- [Text shown]:
Featured Articles

Hawai‘i 4th & 8th Graders Show Improvement in Science

October 27, 2016, 12:50 PM HST
* Updated October 27, 12:55 PM
Listen to this Article
1 minute
Loading Audio...


Big Island Now stock photo.

The Nation’s Report Card: 2015 Science assessment by the National Assessment Governing Board and the National Center for Education Statistics, shows Hawai‘i’s fourth and eighth graders are making progress.

For grade four, the average scale score of 146 was six points higher than the score of 140 in 2009. For grade eight, the average scale score of 144 was five points higher than the score of 139 in 2009.

Hawai‘i’s gains in science exceeded national gains, but the state’s scores currently remain  lower than the average scale scores for national public schools, as are Hawai‘i’s percentages of students achieving at or above proficient and at or above basic levels.

“These results validate the gains that we reported earlier this month as part of our Hawai‘i science assessments,” said Kathryn Matayoshi, HIDOE superintendent. “Now, with the recent adoption of Next Generation Science Standards, our schools are moving towards a more engaging approach to learning science where we expect the science instruction to connect with understanding the world around them and prepare them for community, career and college.”

- [What is needed]:
Answer these about the article on Hawai‘i science scores:
1. Which two bodies produced the 2015 Science assessment?
2. What was the grade eight average scale score in 2009?
3. Who is the HIDOE superintendent?
The items that come next are not needed for this.

- [Given data]:
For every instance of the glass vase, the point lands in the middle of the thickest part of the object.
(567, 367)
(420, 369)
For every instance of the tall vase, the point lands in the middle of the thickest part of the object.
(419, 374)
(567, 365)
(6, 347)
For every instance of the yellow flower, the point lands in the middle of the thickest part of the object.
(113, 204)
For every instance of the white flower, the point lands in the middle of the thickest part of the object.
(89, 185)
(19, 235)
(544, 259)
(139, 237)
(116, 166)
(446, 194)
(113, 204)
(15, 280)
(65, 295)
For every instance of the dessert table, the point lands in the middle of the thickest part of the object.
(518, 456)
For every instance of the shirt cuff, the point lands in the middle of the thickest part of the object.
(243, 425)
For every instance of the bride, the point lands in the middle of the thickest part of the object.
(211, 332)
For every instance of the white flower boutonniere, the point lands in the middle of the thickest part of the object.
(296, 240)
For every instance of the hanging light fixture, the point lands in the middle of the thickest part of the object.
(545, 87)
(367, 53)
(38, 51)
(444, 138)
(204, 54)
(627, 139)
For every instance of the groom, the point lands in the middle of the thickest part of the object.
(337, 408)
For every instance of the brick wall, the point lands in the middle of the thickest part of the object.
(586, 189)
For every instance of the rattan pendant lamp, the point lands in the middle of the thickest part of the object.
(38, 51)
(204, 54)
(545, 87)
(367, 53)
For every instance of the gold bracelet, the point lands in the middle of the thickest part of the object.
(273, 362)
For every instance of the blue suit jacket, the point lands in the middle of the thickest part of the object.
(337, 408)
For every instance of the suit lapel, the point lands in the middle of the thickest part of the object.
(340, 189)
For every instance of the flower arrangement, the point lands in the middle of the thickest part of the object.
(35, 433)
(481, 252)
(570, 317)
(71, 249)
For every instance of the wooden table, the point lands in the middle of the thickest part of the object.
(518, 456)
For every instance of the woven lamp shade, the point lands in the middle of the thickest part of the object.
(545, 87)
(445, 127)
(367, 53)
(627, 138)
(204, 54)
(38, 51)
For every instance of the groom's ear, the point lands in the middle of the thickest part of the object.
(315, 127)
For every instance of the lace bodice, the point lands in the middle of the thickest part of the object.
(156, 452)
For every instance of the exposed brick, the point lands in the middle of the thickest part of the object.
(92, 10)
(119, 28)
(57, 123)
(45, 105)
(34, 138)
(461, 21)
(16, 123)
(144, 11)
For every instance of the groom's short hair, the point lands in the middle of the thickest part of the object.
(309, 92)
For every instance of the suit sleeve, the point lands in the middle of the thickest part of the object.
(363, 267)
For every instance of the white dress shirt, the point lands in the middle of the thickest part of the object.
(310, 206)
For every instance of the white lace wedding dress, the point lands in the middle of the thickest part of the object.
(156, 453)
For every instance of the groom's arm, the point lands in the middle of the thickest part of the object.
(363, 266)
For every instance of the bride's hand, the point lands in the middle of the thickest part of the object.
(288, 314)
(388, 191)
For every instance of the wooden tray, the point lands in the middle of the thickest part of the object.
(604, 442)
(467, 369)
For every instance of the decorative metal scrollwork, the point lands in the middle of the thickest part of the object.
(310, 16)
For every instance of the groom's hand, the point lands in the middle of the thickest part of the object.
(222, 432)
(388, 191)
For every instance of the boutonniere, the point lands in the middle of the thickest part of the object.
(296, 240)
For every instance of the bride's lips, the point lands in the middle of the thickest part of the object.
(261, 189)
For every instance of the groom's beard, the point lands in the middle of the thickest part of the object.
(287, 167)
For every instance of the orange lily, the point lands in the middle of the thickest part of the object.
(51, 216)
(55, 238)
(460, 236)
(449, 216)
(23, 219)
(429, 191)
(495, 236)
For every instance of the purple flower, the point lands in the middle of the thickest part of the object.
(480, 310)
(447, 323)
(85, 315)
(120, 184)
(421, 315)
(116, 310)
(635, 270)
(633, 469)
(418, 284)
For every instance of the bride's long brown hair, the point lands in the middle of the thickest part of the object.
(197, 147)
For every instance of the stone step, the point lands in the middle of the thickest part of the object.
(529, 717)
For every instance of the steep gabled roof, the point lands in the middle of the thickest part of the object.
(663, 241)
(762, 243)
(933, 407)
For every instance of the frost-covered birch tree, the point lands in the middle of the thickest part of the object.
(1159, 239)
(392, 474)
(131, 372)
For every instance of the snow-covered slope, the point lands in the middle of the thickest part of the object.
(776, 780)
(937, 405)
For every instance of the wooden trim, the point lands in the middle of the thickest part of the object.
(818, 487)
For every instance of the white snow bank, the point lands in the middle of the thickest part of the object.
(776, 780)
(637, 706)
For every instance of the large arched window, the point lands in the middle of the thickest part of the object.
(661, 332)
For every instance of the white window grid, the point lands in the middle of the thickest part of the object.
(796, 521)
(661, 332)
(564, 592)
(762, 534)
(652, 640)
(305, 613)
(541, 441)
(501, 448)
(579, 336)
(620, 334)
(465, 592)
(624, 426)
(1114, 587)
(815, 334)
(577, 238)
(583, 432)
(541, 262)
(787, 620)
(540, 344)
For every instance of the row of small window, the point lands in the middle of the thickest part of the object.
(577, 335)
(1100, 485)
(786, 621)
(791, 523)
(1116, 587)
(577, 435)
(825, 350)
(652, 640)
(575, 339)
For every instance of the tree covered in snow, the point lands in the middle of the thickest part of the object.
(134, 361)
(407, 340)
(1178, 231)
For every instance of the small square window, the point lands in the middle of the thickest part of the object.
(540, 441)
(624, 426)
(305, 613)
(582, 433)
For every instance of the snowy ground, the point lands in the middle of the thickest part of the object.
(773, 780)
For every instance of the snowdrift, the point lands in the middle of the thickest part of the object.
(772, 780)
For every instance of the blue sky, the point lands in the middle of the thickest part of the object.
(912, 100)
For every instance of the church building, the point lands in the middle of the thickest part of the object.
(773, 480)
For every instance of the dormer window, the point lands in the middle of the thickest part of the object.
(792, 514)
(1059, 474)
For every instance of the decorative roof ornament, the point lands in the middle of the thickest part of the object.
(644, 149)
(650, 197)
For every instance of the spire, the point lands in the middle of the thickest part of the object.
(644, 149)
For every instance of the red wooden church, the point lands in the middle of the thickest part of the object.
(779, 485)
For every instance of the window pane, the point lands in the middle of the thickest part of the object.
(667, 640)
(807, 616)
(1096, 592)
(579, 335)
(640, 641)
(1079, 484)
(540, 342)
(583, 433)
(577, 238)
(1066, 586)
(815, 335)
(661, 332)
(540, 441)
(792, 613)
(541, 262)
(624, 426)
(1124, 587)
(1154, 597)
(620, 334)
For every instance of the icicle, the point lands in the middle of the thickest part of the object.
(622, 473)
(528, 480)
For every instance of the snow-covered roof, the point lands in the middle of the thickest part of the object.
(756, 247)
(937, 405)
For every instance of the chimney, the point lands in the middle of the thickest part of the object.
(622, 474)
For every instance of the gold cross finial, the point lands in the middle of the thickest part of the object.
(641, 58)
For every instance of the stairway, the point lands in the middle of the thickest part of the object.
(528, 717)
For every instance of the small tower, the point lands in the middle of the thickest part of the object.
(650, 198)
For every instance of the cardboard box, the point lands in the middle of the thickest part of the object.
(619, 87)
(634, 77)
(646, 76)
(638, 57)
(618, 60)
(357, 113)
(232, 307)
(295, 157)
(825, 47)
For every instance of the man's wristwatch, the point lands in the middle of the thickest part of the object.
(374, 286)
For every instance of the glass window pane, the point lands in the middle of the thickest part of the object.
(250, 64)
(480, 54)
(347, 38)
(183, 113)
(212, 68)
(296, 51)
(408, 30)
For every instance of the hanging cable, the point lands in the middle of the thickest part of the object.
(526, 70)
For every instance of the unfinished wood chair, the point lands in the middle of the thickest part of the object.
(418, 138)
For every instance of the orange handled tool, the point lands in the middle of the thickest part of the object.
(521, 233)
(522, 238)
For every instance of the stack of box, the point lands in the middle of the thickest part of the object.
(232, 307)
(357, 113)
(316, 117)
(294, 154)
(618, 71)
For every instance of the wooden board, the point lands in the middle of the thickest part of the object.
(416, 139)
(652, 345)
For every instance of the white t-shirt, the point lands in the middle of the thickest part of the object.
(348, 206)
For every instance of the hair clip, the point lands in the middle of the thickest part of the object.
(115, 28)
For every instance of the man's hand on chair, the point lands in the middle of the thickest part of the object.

- [Answer for this exercise]:
1. The National Assessment Governing Board and the National Center for Education Statistics
2. 139
3. Kathryn Matayoshi